[EXERCISE REQUIREMENTS]: Would you give the entries below again, precisely as they are written?
-- RECORD SET follows --
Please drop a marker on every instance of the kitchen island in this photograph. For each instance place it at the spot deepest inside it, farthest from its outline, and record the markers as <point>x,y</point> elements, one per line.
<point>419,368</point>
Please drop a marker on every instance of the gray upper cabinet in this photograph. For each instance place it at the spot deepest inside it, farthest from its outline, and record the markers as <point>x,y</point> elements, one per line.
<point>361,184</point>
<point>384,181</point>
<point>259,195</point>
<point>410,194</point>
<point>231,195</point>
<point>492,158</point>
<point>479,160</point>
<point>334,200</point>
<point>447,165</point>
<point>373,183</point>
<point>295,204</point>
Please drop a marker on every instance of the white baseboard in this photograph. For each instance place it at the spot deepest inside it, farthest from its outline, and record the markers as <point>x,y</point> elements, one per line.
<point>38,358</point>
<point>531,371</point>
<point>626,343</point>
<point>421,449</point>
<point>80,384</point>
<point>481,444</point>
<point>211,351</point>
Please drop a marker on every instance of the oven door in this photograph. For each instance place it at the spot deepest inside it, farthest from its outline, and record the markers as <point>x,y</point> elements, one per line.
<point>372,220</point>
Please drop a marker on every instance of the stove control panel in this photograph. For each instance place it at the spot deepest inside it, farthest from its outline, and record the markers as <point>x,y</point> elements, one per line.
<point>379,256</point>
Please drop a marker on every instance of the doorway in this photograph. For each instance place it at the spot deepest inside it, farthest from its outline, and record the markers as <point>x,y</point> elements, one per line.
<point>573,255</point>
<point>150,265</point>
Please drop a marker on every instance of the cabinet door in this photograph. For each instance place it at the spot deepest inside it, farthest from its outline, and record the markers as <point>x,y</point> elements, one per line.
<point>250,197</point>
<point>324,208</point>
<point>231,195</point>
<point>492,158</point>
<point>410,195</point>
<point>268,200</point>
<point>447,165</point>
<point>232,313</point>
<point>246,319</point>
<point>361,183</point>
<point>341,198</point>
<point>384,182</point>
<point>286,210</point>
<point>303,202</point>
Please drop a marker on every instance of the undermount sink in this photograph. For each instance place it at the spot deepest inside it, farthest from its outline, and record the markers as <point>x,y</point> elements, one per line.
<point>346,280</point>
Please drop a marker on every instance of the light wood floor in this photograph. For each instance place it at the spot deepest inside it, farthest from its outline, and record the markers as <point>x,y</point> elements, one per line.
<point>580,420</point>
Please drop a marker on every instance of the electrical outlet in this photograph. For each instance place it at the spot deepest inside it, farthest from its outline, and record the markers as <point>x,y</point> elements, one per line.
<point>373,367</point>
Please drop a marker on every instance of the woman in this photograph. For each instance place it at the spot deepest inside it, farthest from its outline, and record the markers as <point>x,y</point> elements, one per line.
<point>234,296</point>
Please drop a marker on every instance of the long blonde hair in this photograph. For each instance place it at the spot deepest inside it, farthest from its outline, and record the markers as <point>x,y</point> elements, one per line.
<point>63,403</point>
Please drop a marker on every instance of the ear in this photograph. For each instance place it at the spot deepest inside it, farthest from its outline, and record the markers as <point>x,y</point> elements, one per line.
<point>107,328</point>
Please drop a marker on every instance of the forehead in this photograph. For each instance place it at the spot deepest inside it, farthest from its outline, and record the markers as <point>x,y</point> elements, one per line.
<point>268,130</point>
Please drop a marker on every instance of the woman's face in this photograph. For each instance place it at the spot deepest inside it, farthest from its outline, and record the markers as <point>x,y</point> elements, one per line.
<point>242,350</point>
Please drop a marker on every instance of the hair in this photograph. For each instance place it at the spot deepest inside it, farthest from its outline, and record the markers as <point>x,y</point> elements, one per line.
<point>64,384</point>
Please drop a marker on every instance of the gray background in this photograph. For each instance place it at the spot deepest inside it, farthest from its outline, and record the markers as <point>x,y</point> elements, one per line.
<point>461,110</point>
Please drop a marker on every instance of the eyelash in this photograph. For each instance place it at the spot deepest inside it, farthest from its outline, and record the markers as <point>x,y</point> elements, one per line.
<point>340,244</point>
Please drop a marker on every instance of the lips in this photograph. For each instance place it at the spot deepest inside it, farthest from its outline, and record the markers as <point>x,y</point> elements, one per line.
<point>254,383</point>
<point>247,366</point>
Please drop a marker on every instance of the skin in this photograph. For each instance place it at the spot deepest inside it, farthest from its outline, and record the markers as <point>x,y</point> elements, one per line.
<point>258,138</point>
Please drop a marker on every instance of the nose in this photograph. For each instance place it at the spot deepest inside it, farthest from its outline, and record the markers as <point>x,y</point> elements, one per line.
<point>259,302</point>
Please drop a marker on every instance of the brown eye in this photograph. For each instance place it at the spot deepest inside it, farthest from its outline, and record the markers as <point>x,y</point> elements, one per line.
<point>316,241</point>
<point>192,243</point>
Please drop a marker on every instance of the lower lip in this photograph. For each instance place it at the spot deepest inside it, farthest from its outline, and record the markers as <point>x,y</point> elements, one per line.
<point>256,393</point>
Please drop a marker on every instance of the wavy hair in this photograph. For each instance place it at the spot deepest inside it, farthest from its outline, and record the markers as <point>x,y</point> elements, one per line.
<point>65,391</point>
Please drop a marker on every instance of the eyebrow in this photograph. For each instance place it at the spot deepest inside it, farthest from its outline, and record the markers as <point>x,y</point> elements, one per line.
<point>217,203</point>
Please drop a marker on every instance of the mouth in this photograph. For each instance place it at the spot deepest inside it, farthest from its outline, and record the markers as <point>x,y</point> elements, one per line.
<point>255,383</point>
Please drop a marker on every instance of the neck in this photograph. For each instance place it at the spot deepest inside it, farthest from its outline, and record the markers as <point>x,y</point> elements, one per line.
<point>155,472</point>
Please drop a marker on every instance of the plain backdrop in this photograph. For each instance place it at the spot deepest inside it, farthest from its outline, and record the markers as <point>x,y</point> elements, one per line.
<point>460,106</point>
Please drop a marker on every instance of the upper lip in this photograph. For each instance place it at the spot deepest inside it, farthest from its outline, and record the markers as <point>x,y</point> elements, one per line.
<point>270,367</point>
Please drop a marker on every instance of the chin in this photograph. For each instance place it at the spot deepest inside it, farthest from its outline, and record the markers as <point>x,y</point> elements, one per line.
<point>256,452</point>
-- RECORD SET concluded --
[RESULT BELOW]:
Please drop a marker on every instance of the kitchen island in this photograph. For each instance place it at the spot deepest inside it, farthest from its outline, and record the markers as <point>x,y</point> elements, one per line.
<point>419,368</point>
Please drop a marker on every instance of the gray upper cabinet in this photograph. For each instance place it at the spot deepest inside it, farthest from its outline, and record the markers as <point>x,y</point> elements, one per line.
<point>361,184</point>
<point>384,181</point>
<point>259,195</point>
<point>410,194</point>
<point>231,195</point>
<point>492,158</point>
<point>479,160</point>
<point>334,200</point>
<point>447,165</point>
<point>373,183</point>
<point>295,204</point>
Please drop a marker on every instance of the white baseboard in this photograph. For each instance place it at the spot deepest inside it, farthest from its outline, and record the markers as <point>x,y</point> elements, one per line.
<point>38,358</point>
<point>531,371</point>
<point>626,343</point>
<point>421,449</point>
<point>80,384</point>
<point>481,444</point>
<point>211,351</point>
Please drop a marker on every instance of the oven door in this photograph. For each instance place it at the spot deepest inside it, farthest from its outline, and record the markers as <point>x,y</point> elements, one per line.
<point>372,220</point>
Please drop a marker on every instance of the stove control panel in this photograph. For each instance place it at the spot deepest inside it, farthest from its outline, and record the markers as <point>x,y</point> elements, one per line.
<point>379,256</point>
Please drop a marker on every instance of the doorway in this photograph. For each instance place it at the spot deepest inside it, farthest from its outline, and record the markers as <point>x,y</point> elements, one per line.
<point>573,255</point>
<point>150,265</point>
Please drop a marker on every instance of the cabinet door in this photograph. For each instance place it at the spot deepest inside it, farthest from its outline, and record the markers as <point>x,y</point> elements, one per line.
<point>250,197</point>
<point>324,208</point>
<point>231,195</point>
<point>492,158</point>
<point>410,195</point>
<point>268,200</point>
<point>447,165</point>
<point>232,313</point>
<point>246,319</point>
<point>361,183</point>
<point>341,198</point>
<point>384,182</point>
<point>286,210</point>
<point>303,202</point>
Please drop a marker on every instance of the undermount sink in this photograph. For each instance place it at the spot deepest inside it, farthest from its outline, and record the markers as <point>x,y</point> elements, one per line.
<point>346,280</point>
Please drop a marker on every instance of the light wood floor in this photograph. For each instance place it at the spot deepest inside it, farthest from its outline, and record the markers as <point>x,y</point> elements, one per line.
<point>580,420</point>
Please drop a marker on every instance of the electrical outlet in this photograph. For each instance place it at the spot deepest inside it, farthest from its outline, and record the markers as <point>x,y</point> elements, one per line.
<point>373,367</point>
Please drop a marker on every instance of the woman in this photograph. For each instance place it at the spot deepest inside it, farthest from its outline, and record the markers as <point>x,y</point> elements, one per line.
<point>234,296</point>
Please drop a marker on every instance of the long blonde hair in this photograph. For each instance place it at the spot deepest inside it, farthest from its outline, and record the markers as <point>x,y</point> elements, one per line.
<point>63,403</point>
Please drop a marker on every instance of the ear in this photograph. For each instance place it at the spot deepest inside it, farthest from its outline, and record the markers as <point>x,y</point> elements, one per line.
<point>107,328</point>
Please drop a marker on every instance of the forehead in this photograph. For each instance place it at the spot deepest inside it, farthest from its outline, and record the markers as <point>x,y</point> elements, one per line.
<point>268,130</point>
Please drop a marker on every instance of the woman's face in this photograph. For each instance place it at the spot deepest inside it, farthest from its outline, and record the markers as <point>x,y</point> elements, one per line.
<point>242,350</point>
Please drop a marker on every instance of the hair in this photograph. For each instance place it at the spot deepest inside it, farthest from its outline, and record the markers as <point>x,y</point> elements, one per line.
<point>64,384</point>
Please drop a marker on every instance of the gray background in this photograph. For each instance place it at the spot deepest inside it, farthest from its outline, and record the markers as <point>x,y</point> elements, one per line.
<point>461,110</point>
Please drop a marker on every instance of the eyelash in this photograph. For each instance place it at the spot deepest inside it, farthest from its outline, and record the markers as <point>x,y</point> elements, one per line.
<point>340,244</point>
Please drop a marker on every instance of the lips in this photograph. For each instance place it at the spot deepest inside it, farthest from its outline, and record the markers as <point>x,y</point> elements, one per line.
<point>254,383</point>
<point>247,366</point>
Please drop a marker on every instance of the skin in this photograph. For each instance place it at the spot deepest inside it, farthest from its outline, and record the markers as <point>x,y</point> elements, one per line.
<point>258,138</point>
Please drop a marker on every instance of the nose in this photograph. For each instance place it at the spot deepest inside it, farthest from its outline, and record the markers as <point>x,y</point> elements, one per line.
<point>259,302</point>
Please drop a marker on every instance of the brown eye in this photograph. For each instance place it at the spot deepest inside it, farthest from its outline, and record the markers as <point>x,y</point> elements, one per line.
<point>316,241</point>
<point>192,243</point>
Please drop a marker on every instance of the lower lip in this photograph. For each instance place it at the spot deepest inside it, farthest from its outline, and record the markers as <point>x,y</point> elements, one per line.
<point>256,393</point>
Please drop a marker on every instance of the wavy hair in this photograph. For each instance place it at the spot deepest inside it, farthest from its outline, and record the markers as <point>x,y</point> elements, one per line.
<point>65,391</point>
Please drop a marker on every instance of the eyebrow in this photograph. For each instance place it at the spot deepest inside it, farthest from its outline, and record the markers as <point>x,y</point> elements, one per line.
<point>217,203</point>
Please drop a marker on every instance of the mouth in this photograph. For each instance place it at the spot deepest inside it, farthest from its outline, and record the markers as <point>x,y</point> elements, one per line.
<point>255,383</point>
Please drop a marker on every instance of the neck in this photograph. For each instance place it at the spot deepest inside it, farthest from its outline, and record the markers as <point>x,y</point> elements, one per line.
<point>155,472</point>
Please drop a marker on every instance of the plain backdrop in this photograph. For each instance place it at the spot deepest inside it, farthest from its outline, and record the markers as <point>x,y</point> elements, one per line.
<point>460,106</point>
Please drop a marker on every instance of the upper lip in this photograph. For each instance place it at the spot deepest inside it, farthest from its outline, and record the markers as <point>x,y</point> elements, one per line.
<point>270,367</point>
Please drop a marker on every instance of the chin in this photograph. For each instance place it at the spot deepest inside it, farthest from its outline, and record the markers as <point>x,y</point> elements, one per line.
<point>256,452</point>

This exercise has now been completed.